Exercise prompt
Return every line of the listing below that contains the string "item".

########################################

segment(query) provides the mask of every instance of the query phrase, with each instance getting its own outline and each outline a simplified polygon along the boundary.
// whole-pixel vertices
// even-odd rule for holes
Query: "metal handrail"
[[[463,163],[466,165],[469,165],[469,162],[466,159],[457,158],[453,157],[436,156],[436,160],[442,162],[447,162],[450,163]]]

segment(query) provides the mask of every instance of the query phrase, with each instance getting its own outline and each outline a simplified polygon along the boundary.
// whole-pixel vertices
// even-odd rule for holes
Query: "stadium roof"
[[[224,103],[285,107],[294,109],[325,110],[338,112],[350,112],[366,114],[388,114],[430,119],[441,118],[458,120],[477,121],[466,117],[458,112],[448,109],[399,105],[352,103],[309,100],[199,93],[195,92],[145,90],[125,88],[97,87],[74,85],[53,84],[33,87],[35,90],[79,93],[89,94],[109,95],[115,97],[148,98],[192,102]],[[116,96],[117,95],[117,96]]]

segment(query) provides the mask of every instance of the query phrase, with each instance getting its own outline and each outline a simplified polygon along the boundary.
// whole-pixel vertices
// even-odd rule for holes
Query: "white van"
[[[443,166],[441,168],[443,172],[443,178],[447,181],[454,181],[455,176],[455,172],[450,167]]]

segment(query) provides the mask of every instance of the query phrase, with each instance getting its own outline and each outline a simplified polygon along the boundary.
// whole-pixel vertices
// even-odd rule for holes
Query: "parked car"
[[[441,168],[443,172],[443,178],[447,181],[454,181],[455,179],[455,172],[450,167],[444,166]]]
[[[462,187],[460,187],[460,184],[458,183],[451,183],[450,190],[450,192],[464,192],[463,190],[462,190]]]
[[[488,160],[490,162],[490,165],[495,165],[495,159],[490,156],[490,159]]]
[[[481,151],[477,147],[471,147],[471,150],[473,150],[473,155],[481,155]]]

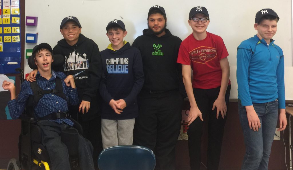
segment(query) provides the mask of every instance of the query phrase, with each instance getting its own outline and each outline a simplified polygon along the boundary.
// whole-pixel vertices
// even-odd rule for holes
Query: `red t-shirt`
[[[211,89],[221,86],[219,61],[229,55],[219,36],[207,32],[205,38],[198,40],[191,34],[181,43],[177,62],[190,65],[193,71],[193,87]]]

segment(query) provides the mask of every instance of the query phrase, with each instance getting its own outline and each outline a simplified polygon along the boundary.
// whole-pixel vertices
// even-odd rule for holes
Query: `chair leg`
[[[290,154],[290,169],[292,169],[292,146],[291,145],[291,115],[289,116],[289,153]]]

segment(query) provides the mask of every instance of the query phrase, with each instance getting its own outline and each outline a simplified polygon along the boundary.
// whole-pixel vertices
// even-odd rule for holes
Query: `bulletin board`
[[[0,0],[0,74],[21,67],[20,0]]]

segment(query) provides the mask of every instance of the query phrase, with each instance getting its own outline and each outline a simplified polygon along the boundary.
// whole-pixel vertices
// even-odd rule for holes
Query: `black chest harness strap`
[[[55,79],[56,86],[55,89],[45,90],[40,87],[36,81],[30,82],[30,88],[33,92],[33,106],[34,107],[39,102],[39,101],[45,94],[54,93],[59,97],[62,98],[65,101],[67,101],[65,94],[63,92],[62,82],[60,78],[56,77]],[[57,119],[65,118],[69,116],[68,113],[66,112],[53,113],[38,119],[41,120],[55,120]]]

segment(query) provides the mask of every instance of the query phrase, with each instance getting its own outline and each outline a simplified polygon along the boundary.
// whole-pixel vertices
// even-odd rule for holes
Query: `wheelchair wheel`
[[[10,159],[7,166],[7,170],[20,170],[19,165],[20,165],[19,162],[15,158]]]

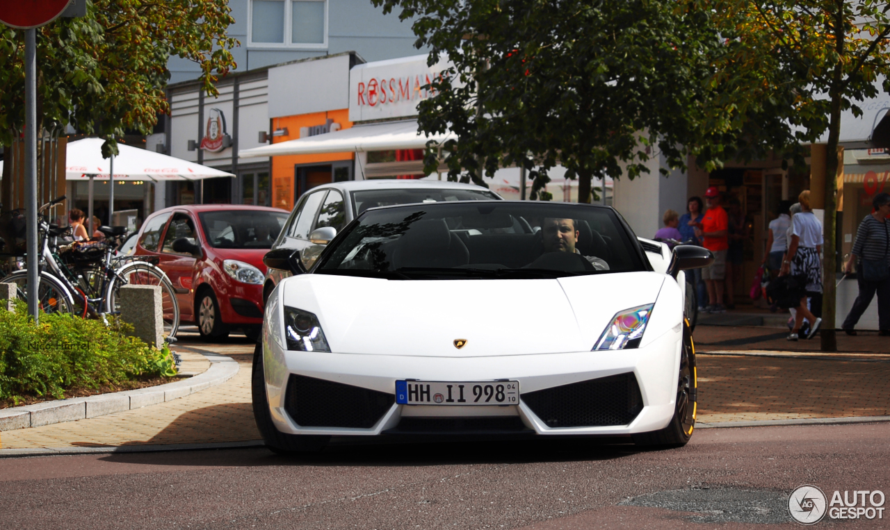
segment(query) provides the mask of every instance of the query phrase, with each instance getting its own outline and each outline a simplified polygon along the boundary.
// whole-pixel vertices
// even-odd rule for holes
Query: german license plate
[[[519,405],[518,381],[397,381],[400,405]]]

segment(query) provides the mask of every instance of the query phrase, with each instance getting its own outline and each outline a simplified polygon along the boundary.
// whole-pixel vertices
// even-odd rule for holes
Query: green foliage
[[[0,401],[24,397],[61,398],[72,388],[98,389],[135,377],[175,375],[169,349],[157,349],[125,333],[112,320],[41,314],[40,324],[24,303],[0,310]]]
[[[170,57],[197,62],[210,94],[216,76],[235,67],[230,12],[227,0],[91,0],[86,17],[37,28],[38,121],[103,138],[150,133],[169,112]],[[0,144],[25,123],[24,47],[24,30],[0,24]],[[117,149],[108,141],[103,155]]]

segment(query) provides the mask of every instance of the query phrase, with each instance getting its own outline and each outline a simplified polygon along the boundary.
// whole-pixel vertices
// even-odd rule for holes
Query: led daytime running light
[[[650,303],[617,313],[596,341],[594,350],[636,348],[654,305]]]
[[[318,317],[309,311],[286,307],[284,334],[287,349],[327,352],[331,350]]]

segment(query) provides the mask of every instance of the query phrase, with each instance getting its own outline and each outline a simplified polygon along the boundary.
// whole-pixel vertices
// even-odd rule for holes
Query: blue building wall
[[[289,60],[354,51],[365,60],[383,60],[426,52],[414,47],[417,40],[411,22],[400,22],[397,12],[384,15],[370,0],[328,0],[328,47],[326,49],[275,48],[251,45],[247,42],[247,10],[251,0],[230,0],[235,23],[229,35],[240,41],[232,50],[238,71],[258,68]],[[170,59],[170,84],[195,79],[200,69],[195,63]]]

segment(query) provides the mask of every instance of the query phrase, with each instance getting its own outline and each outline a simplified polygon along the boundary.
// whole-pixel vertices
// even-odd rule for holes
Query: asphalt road
[[[700,430],[642,453],[536,440],[11,458],[0,528],[792,528],[800,485],[890,494],[887,439],[873,423]]]

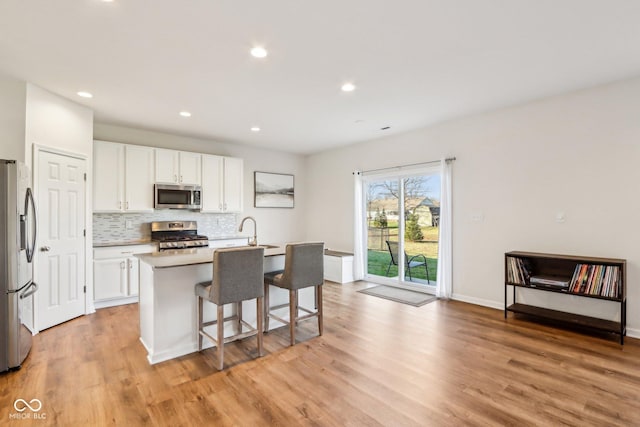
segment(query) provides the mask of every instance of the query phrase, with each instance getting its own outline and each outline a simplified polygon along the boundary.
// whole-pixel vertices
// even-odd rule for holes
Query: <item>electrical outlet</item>
[[[476,212],[476,213],[472,214],[471,215],[471,221],[473,221],[473,222],[482,222],[482,221],[484,221],[484,213]]]

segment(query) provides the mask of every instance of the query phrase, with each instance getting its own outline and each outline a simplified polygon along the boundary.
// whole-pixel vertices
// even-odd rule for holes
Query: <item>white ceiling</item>
[[[100,123],[313,153],[640,75],[640,1],[1,0],[0,71]]]

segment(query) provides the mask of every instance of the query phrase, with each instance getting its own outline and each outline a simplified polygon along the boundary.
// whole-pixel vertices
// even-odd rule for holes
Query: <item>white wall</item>
[[[33,144],[86,156],[93,153],[93,111],[33,84],[27,84],[25,159]],[[89,171],[90,172],[90,171]]]
[[[0,159],[24,161],[27,85],[0,74]]]
[[[353,247],[354,169],[455,156],[454,294],[504,304],[504,253],[628,260],[629,334],[640,336],[640,78],[454,120],[308,159],[307,238]],[[556,222],[564,213],[566,221]],[[474,221],[482,214],[484,220]],[[614,318],[602,301],[527,301]]]
[[[244,212],[238,215],[238,221],[246,215],[255,217],[260,243],[292,242],[304,237],[304,206],[309,197],[306,191],[305,159],[302,156],[100,123],[94,125],[94,139],[240,157],[244,159]],[[295,208],[254,208],[254,171],[293,174]],[[253,228],[249,224],[242,234],[252,233]]]

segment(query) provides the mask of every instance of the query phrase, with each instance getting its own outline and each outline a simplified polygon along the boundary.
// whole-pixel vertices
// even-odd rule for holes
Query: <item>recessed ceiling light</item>
[[[342,85],[341,89],[343,92],[353,92],[356,90],[356,86],[353,83],[345,83]]]
[[[254,58],[264,58],[265,56],[267,56],[267,49],[256,46],[251,49],[251,56],[253,56]]]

########################################

Result below
Query: <item>electrical outlet</item>
Query: <item>white ceiling</item>
Query: <item>white wall</item>
Query: <item>recessed ceiling light</item>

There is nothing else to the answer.